══ Data shown

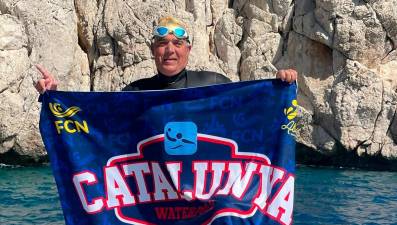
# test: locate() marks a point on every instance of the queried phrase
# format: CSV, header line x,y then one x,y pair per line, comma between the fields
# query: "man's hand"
x,y
289,75
48,81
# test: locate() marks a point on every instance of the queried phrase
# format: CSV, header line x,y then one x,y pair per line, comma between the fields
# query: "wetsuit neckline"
x,y
163,79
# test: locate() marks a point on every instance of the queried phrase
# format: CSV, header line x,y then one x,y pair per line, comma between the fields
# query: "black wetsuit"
x,y
182,80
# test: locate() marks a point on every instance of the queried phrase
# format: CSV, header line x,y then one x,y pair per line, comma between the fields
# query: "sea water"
x,y
28,195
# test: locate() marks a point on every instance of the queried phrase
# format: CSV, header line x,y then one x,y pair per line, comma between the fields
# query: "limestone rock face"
x,y
344,50
33,32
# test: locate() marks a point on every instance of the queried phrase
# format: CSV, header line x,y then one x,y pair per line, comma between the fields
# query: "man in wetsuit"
x,y
171,48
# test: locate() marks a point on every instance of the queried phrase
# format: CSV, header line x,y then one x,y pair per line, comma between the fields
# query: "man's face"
x,y
171,54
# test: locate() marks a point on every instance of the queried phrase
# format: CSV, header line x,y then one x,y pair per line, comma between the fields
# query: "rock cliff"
x,y
344,50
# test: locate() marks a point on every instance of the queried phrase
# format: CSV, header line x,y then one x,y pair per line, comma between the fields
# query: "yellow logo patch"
x,y
69,125
291,113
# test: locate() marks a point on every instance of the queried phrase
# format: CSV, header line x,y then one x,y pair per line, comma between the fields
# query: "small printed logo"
x,y
57,110
68,125
180,138
291,113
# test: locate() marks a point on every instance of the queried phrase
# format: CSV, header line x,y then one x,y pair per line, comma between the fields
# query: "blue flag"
x,y
221,154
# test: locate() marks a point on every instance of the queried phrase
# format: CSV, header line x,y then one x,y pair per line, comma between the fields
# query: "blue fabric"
x,y
244,122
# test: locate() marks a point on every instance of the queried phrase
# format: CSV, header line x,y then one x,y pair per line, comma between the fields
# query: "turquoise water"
x,y
322,196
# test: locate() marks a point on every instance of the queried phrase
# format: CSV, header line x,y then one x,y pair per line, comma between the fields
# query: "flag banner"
x,y
220,154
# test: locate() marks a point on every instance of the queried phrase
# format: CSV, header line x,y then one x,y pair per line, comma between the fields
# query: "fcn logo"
x,y
65,122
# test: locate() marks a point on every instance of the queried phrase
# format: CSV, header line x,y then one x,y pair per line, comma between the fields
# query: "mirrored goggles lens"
x,y
164,31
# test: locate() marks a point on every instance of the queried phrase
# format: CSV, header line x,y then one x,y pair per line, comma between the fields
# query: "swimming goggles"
x,y
162,31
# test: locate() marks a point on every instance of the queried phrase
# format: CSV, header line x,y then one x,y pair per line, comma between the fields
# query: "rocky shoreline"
x,y
345,53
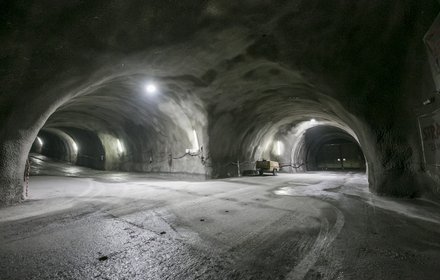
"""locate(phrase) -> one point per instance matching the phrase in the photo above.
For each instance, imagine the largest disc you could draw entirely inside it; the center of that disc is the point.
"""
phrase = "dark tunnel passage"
(330, 148)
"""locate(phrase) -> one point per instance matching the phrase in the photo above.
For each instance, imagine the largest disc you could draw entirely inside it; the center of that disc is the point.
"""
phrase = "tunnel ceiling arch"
(234, 72)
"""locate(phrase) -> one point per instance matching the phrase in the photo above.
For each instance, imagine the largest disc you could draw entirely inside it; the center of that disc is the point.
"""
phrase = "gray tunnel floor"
(292, 226)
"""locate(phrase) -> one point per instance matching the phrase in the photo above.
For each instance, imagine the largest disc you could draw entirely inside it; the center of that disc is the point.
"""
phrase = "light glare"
(120, 147)
(151, 88)
(75, 147)
(278, 148)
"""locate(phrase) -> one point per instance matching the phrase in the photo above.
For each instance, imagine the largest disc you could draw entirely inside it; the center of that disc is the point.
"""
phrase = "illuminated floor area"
(292, 226)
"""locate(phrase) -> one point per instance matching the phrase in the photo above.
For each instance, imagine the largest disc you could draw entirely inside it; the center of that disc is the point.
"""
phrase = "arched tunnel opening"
(130, 133)
(330, 148)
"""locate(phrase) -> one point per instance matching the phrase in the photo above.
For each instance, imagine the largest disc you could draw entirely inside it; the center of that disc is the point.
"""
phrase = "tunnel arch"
(136, 130)
(331, 148)
(56, 144)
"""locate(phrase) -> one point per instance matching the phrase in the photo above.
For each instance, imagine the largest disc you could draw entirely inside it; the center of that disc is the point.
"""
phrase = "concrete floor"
(292, 226)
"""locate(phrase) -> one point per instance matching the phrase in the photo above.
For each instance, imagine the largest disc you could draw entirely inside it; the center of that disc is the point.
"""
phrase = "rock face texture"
(231, 79)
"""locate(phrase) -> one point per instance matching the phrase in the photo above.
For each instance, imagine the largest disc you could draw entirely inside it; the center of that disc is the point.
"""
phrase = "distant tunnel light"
(150, 88)
(120, 146)
(40, 141)
(75, 147)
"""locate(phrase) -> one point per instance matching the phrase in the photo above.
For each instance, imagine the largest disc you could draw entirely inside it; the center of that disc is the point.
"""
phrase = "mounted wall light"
(40, 141)
(151, 88)
(278, 147)
(75, 147)
(120, 146)
(196, 141)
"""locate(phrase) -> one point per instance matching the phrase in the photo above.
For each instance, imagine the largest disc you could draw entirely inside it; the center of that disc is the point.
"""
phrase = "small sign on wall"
(429, 126)
(432, 42)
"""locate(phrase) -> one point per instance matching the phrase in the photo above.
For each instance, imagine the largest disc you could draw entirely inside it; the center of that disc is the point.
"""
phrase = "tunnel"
(99, 98)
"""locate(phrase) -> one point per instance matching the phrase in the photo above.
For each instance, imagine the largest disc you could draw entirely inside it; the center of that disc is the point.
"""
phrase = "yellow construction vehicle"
(263, 166)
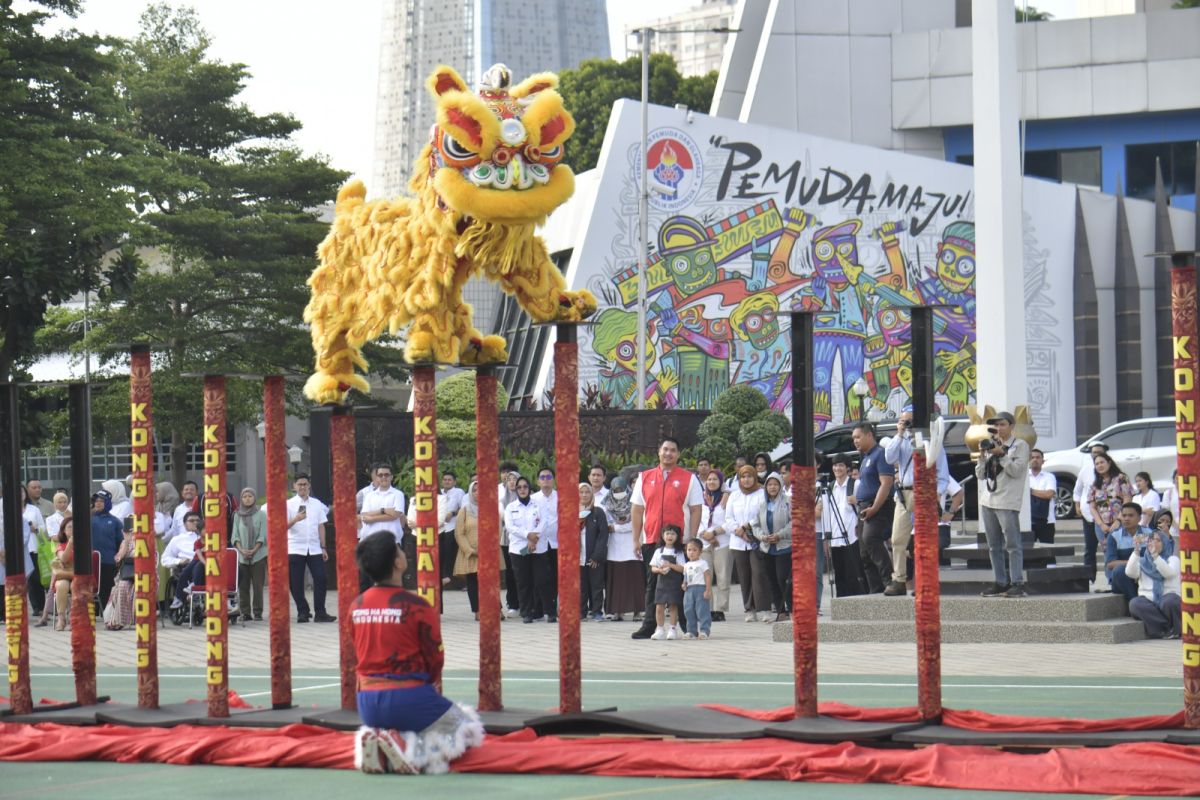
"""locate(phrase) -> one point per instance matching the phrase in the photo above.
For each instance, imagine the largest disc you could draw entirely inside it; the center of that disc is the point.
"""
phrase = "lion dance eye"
(456, 154)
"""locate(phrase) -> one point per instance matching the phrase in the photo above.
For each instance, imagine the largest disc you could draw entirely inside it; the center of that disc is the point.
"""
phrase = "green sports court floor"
(1089, 697)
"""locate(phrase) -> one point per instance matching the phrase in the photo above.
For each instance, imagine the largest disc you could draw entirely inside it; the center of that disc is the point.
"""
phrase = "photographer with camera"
(873, 493)
(1003, 474)
(899, 452)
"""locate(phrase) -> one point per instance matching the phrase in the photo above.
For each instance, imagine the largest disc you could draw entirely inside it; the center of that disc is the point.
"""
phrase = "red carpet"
(1123, 769)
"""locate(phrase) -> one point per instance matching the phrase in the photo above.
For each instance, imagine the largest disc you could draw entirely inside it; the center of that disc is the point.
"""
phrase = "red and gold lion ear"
(533, 84)
(547, 121)
(444, 79)
(466, 118)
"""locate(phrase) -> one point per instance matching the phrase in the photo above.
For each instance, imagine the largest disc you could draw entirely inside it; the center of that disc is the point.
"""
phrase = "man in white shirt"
(187, 494)
(449, 503)
(1043, 488)
(306, 549)
(898, 451)
(1083, 485)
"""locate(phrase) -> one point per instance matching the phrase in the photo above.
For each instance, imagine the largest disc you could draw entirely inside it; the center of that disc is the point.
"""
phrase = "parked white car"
(1135, 445)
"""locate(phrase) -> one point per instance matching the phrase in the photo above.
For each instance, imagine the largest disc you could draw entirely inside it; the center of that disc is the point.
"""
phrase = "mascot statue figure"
(487, 178)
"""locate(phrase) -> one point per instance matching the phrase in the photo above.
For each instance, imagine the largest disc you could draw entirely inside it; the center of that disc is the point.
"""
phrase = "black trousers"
(592, 582)
(876, 561)
(316, 565)
(35, 589)
(533, 583)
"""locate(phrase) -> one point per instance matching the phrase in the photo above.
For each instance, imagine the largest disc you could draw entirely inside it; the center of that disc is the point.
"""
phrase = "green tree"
(232, 210)
(66, 166)
(591, 89)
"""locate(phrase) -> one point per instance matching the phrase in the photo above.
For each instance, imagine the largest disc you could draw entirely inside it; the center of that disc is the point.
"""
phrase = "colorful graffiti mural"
(756, 223)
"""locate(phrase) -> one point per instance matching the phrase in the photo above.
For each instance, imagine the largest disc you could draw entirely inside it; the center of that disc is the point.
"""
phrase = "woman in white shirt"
(717, 543)
(529, 553)
(625, 579)
(745, 521)
(1146, 497)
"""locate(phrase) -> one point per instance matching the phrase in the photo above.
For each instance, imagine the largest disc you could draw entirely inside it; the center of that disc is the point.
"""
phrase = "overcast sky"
(322, 66)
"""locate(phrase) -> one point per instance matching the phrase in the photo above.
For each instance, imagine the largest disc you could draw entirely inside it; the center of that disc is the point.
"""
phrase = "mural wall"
(748, 223)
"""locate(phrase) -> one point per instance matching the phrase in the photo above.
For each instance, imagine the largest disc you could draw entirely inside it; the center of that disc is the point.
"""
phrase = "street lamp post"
(861, 390)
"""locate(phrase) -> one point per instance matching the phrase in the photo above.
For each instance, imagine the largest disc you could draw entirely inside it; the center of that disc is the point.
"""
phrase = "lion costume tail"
(340, 302)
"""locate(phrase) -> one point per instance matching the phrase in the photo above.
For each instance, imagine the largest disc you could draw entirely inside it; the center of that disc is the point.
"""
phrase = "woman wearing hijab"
(717, 542)
(466, 534)
(745, 522)
(624, 581)
(250, 537)
(593, 554)
(1158, 603)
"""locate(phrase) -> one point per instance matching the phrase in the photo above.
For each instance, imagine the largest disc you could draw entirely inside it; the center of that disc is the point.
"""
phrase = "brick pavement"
(736, 648)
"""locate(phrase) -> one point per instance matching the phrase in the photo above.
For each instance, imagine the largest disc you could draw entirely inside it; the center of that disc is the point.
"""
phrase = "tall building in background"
(688, 36)
(469, 35)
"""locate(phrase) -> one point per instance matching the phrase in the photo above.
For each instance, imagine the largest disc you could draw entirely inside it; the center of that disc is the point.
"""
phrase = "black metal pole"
(922, 352)
(79, 404)
(10, 473)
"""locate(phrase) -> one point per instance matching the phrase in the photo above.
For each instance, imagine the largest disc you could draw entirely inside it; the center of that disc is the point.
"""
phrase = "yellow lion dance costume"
(487, 178)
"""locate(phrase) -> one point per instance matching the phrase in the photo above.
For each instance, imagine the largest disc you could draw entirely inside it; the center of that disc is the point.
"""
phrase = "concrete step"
(1109, 631)
(1045, 608)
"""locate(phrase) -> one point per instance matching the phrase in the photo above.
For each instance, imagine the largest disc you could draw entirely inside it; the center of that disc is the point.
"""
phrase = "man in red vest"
(666, 494)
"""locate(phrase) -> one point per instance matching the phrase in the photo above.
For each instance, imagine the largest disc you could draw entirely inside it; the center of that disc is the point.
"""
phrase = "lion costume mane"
(489, 175)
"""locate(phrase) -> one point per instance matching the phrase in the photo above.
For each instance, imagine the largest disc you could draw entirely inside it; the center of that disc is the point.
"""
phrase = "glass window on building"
(1179, 162)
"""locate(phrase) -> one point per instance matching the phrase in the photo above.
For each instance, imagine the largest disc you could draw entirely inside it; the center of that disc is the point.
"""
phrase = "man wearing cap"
(1083, 483)
(1003, 475)
(898, 451)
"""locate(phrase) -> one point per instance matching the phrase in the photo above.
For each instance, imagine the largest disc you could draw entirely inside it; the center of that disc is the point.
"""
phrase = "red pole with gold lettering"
(145, 564)
(277, 542)
(346, 530)
(567, 464)
(487, 456)
(425, 486)
(216, 620)
(1187, 395)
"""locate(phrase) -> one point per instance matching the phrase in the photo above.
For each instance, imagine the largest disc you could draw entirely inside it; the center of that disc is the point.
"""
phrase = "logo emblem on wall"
(675, 169)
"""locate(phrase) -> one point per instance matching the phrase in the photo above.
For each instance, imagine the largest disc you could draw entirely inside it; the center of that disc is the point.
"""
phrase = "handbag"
(45, 558)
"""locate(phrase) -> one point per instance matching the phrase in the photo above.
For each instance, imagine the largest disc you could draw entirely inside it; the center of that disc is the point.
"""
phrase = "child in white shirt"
(697, 593)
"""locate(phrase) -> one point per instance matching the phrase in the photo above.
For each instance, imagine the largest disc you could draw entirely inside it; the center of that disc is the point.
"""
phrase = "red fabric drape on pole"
(928, 608)
(276, 457)
(346, 530)
(1187, 425)
(567, 465)
(142, 492)
(487, 443)
(804, 588)
(216, 540)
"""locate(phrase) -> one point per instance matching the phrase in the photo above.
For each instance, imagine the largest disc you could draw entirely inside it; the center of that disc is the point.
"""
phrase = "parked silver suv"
(1135, 445)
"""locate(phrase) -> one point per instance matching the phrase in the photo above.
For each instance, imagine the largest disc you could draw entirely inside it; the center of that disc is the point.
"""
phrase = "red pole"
(216, 623)
(346, 530)
(567, 465)
(487, 464)
(425, 486)
(929, 591)
(21, 698)
(804, 588)
(277, 542)
(145, 565)
(1187, 394)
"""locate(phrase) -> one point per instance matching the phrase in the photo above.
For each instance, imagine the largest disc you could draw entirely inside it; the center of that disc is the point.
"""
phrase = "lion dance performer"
(490, 174)
(408, 726)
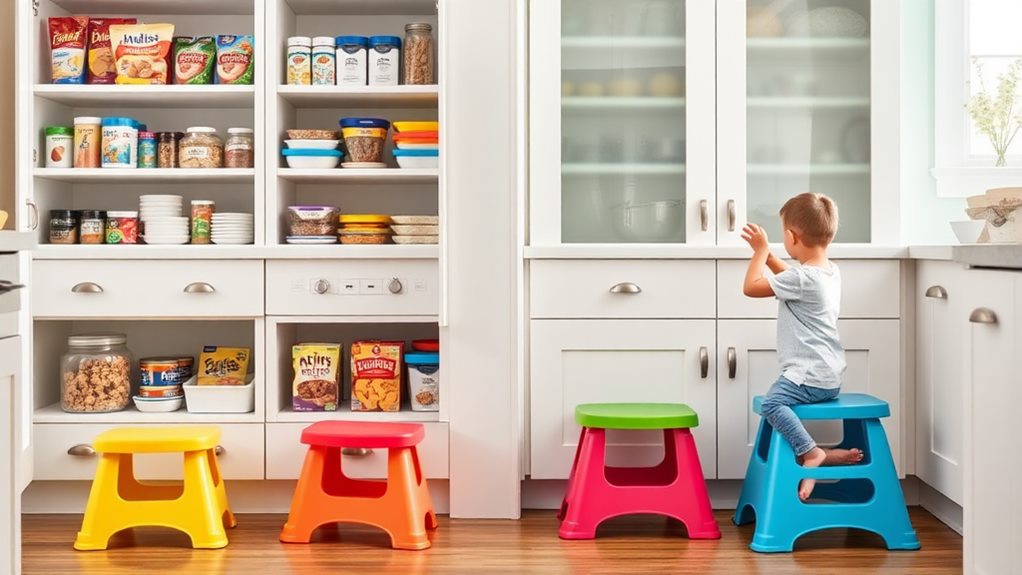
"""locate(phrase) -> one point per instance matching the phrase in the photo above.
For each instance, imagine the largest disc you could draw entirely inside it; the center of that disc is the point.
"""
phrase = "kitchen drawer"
(242, 457)
(870, 289)
(316, 287)
(285, 453)
(669, 289)
(147, 289)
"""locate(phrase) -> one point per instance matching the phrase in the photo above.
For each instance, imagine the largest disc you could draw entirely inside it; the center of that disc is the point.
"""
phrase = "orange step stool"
(400, 505)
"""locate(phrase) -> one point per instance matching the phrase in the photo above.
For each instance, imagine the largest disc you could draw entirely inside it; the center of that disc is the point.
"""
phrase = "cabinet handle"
(936, 292)
(199, 287)
(81, 450)
(87, 287)
(625, 287)
(356, 451)
(983, 316)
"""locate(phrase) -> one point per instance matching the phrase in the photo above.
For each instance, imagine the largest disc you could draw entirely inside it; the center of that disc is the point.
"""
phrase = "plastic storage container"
(95, 374)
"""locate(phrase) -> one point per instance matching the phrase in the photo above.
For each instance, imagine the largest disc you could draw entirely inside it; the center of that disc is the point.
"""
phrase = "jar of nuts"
(95, 374)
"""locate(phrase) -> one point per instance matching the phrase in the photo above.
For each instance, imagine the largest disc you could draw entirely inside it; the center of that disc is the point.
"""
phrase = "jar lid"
(96, 340)
(353, 40)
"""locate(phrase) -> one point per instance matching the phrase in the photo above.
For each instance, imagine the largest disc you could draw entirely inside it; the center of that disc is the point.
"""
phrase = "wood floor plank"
(633, 544)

════

[Written instruction]
Show each line of the data above that contains the word "green". Case counts.

[Written answer]
phrase = "green sports court floor"
phrase = "green tree"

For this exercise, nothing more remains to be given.